Your instructions: Your answer must consist of every line from the data below that includes the word "ball".
--- Records to process ---
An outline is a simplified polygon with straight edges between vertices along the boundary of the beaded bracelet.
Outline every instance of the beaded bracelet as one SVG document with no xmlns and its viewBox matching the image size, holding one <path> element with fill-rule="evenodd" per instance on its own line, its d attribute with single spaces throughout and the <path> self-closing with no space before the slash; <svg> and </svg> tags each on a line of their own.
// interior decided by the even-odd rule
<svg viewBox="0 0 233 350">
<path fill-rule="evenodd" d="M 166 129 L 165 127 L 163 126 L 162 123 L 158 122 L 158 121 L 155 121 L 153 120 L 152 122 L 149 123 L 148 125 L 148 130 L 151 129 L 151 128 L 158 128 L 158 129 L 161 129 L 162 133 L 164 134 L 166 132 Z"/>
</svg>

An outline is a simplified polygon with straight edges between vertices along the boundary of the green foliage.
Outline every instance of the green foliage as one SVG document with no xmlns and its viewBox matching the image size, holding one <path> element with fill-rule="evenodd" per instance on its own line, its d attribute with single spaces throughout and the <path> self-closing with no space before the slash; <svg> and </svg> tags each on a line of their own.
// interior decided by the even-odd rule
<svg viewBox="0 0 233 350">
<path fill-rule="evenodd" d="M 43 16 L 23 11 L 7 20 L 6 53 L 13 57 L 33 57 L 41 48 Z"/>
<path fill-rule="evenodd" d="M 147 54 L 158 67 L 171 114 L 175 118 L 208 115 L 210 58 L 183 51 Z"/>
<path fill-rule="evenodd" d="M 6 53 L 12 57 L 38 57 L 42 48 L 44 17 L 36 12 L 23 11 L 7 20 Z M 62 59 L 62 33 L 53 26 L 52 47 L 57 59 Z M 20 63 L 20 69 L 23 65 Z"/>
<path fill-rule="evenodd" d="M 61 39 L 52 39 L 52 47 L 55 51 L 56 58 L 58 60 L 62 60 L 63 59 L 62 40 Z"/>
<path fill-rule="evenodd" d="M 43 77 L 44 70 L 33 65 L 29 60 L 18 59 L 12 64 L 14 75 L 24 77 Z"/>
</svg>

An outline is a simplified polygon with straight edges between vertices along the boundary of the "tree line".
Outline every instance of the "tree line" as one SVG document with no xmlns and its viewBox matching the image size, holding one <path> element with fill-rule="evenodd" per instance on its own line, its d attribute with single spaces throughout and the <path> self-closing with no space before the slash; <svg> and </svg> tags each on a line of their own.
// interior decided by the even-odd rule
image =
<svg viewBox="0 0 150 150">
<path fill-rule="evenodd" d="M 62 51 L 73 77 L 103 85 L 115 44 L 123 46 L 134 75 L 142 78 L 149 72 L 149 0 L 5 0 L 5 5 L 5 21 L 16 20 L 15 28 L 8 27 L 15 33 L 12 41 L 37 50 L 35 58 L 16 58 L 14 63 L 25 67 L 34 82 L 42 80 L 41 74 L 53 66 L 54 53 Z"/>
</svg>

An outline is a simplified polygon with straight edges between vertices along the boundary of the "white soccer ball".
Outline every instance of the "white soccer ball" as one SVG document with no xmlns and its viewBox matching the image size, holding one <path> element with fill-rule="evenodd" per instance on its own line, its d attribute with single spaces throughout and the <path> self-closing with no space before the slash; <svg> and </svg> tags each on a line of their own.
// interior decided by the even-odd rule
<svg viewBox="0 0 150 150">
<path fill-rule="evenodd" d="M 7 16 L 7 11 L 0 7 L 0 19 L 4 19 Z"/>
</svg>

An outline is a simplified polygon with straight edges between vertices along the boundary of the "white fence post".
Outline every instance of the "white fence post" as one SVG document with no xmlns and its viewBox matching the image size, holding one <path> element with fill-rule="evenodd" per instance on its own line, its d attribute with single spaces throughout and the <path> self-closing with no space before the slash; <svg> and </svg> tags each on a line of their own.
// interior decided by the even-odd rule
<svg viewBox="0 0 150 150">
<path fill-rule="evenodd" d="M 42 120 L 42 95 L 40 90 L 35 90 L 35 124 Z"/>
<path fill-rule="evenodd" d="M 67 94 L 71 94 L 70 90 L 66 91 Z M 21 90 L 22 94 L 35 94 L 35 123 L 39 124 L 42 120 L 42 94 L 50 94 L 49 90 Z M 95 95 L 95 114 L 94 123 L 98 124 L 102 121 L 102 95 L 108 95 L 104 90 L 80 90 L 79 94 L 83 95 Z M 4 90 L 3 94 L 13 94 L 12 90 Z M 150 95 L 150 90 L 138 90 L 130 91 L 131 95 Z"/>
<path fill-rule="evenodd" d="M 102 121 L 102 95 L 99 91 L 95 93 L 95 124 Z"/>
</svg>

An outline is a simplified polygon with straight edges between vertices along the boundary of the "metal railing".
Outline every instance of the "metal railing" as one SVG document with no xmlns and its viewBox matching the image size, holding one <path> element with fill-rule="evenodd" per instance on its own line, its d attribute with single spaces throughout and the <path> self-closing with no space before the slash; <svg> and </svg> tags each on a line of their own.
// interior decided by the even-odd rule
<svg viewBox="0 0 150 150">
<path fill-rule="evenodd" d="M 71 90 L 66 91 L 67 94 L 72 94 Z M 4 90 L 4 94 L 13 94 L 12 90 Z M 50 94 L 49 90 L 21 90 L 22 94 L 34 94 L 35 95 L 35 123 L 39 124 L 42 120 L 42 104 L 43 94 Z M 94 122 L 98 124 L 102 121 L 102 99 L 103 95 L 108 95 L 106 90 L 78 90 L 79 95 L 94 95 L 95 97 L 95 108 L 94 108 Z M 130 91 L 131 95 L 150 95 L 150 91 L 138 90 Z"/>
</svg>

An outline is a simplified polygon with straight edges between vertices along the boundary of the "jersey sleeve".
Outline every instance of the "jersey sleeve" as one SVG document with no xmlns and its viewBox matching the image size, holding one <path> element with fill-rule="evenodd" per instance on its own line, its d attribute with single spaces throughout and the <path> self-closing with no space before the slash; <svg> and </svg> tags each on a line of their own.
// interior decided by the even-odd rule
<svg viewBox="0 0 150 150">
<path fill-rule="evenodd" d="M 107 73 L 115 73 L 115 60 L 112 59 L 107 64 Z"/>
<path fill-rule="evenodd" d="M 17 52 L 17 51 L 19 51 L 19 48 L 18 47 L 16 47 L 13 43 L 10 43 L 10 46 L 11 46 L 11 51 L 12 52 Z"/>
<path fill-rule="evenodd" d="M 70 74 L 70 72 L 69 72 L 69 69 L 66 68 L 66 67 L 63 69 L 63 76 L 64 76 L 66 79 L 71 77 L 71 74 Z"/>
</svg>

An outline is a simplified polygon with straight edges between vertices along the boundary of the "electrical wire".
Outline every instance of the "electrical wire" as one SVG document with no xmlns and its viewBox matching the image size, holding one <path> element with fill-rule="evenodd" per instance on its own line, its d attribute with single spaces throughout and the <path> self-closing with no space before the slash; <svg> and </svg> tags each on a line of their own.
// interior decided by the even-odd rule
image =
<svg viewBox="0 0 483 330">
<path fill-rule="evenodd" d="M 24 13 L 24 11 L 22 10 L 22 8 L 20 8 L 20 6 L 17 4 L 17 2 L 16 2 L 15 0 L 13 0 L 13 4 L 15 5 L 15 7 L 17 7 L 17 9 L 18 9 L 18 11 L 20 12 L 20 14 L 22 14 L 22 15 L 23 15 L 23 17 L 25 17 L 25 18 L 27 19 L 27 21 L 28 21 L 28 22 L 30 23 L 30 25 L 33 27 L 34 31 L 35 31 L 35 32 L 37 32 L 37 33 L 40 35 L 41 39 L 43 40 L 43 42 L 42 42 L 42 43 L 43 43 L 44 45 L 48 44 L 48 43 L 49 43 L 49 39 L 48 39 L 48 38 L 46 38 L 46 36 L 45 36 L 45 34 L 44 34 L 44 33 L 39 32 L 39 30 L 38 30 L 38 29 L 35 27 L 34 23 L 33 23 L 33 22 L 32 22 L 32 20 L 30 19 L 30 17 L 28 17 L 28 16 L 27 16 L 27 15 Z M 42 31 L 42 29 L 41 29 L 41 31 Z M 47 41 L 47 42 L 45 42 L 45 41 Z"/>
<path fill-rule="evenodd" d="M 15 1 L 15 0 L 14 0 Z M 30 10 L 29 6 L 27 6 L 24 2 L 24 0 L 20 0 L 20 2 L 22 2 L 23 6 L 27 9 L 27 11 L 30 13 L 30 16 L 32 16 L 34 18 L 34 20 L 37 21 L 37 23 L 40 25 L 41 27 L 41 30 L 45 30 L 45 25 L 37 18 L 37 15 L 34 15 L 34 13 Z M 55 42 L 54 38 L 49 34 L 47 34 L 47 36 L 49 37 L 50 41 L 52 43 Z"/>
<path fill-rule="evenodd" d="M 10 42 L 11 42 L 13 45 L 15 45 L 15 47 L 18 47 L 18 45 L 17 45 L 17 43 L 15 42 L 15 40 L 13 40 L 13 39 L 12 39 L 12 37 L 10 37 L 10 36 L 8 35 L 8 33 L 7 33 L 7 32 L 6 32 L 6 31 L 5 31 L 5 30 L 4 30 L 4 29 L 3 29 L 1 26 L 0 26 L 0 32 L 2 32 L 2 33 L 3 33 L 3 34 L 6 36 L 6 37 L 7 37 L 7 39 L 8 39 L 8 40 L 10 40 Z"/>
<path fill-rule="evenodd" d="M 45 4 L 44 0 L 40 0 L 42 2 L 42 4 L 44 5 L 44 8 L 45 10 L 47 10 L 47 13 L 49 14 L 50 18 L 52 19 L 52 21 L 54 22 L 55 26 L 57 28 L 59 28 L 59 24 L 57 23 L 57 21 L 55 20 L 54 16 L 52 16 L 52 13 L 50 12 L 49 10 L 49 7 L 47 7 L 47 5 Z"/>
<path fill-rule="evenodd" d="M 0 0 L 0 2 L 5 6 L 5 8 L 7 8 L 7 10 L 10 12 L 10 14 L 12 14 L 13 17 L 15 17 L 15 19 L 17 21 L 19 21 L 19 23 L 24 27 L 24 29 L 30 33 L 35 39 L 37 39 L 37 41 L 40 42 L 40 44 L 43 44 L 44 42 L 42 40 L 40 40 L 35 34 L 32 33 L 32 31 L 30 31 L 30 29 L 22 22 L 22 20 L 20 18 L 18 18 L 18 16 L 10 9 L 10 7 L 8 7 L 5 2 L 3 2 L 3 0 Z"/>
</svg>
---
--- Records to process ---
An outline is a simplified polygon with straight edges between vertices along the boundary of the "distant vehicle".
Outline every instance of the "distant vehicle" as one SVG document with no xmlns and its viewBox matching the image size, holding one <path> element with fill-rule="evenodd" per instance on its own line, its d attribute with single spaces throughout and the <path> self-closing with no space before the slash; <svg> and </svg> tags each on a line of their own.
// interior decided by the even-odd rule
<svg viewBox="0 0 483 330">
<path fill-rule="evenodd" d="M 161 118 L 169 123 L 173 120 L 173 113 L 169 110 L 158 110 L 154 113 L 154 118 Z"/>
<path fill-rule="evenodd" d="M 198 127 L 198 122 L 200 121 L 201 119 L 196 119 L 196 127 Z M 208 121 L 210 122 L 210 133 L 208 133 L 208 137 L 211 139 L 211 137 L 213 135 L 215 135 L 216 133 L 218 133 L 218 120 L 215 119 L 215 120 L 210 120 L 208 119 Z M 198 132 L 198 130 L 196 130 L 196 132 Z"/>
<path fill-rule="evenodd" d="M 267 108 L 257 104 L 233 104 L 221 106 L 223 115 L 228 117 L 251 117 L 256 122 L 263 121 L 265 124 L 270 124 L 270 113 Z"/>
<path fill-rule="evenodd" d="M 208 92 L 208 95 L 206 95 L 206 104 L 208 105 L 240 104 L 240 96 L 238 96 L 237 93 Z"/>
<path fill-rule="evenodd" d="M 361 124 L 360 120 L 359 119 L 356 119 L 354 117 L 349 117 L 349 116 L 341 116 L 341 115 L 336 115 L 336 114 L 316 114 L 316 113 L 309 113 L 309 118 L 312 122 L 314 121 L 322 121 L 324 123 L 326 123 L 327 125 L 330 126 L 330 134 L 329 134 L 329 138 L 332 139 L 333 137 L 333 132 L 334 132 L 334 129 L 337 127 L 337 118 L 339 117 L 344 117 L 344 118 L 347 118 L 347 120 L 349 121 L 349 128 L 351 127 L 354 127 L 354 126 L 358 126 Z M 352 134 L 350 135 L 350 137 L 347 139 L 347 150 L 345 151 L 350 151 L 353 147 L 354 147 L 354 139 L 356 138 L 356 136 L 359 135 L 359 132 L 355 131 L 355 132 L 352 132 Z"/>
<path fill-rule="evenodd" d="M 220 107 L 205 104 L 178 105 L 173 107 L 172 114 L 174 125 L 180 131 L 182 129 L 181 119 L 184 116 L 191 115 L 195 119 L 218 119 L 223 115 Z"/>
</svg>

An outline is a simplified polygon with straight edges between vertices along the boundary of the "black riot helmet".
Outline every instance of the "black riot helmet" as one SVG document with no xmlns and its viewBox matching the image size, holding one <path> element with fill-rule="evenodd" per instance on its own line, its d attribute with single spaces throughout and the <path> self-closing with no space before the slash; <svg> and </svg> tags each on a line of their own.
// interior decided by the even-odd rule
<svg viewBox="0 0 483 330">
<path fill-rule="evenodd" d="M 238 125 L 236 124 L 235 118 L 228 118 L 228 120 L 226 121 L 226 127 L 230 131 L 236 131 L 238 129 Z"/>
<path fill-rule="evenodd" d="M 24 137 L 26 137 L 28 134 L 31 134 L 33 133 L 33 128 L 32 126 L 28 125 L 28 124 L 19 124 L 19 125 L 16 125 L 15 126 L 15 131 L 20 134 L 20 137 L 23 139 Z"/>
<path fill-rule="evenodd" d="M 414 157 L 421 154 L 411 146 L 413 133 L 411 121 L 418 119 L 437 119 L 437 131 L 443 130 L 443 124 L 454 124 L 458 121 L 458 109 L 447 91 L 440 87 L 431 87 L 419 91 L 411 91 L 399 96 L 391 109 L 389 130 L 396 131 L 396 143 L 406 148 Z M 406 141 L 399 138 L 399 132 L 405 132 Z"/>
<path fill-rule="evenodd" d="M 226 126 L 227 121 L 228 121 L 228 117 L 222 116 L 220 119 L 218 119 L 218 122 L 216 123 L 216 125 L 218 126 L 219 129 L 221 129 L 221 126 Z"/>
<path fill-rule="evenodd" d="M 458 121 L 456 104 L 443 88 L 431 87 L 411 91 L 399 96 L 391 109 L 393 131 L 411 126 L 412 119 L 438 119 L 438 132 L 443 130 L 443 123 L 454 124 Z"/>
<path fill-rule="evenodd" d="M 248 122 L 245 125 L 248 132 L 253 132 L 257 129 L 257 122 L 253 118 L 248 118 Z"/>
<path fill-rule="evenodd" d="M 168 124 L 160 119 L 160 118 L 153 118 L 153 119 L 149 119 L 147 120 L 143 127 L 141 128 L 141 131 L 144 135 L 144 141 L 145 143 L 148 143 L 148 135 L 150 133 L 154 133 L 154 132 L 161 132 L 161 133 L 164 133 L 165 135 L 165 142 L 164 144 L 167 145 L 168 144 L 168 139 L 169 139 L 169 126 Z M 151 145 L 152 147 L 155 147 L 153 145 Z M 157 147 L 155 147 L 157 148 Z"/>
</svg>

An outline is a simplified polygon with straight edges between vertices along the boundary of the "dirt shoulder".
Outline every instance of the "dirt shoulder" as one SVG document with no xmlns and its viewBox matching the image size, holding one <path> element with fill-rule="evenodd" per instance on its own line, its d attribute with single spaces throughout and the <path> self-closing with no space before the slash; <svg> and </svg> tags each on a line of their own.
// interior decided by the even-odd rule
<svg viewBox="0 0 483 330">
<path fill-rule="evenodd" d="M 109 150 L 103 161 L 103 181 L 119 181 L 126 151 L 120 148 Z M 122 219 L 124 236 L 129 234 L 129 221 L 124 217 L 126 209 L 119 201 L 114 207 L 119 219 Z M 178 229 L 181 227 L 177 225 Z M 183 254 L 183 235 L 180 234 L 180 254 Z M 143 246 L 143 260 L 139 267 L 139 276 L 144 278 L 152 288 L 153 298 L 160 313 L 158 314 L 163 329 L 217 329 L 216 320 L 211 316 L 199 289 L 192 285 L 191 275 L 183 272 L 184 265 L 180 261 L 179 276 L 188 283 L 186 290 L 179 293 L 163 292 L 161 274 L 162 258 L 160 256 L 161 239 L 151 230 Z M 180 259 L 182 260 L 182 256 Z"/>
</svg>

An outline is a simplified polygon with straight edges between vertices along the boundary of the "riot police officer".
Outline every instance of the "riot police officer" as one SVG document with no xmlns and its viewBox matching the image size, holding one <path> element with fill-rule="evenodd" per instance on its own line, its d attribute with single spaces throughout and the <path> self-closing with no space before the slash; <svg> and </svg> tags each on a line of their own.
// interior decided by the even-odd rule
---
Answer to the exercise:
An outline is a simplified polygon with straight edges between vertices along the boundary of the "white soccer ball".
Outline every instance of the "white soccer ball" as one SVG document with no xmlns and its viewBox matching the image size, holding one <path> element with fill-rule="evenodd" per instance on its own line, its d attribute with single spaces throughout and the <path> self-closing with no space before the slash; <svg> and </svg> tags each on a line of their own.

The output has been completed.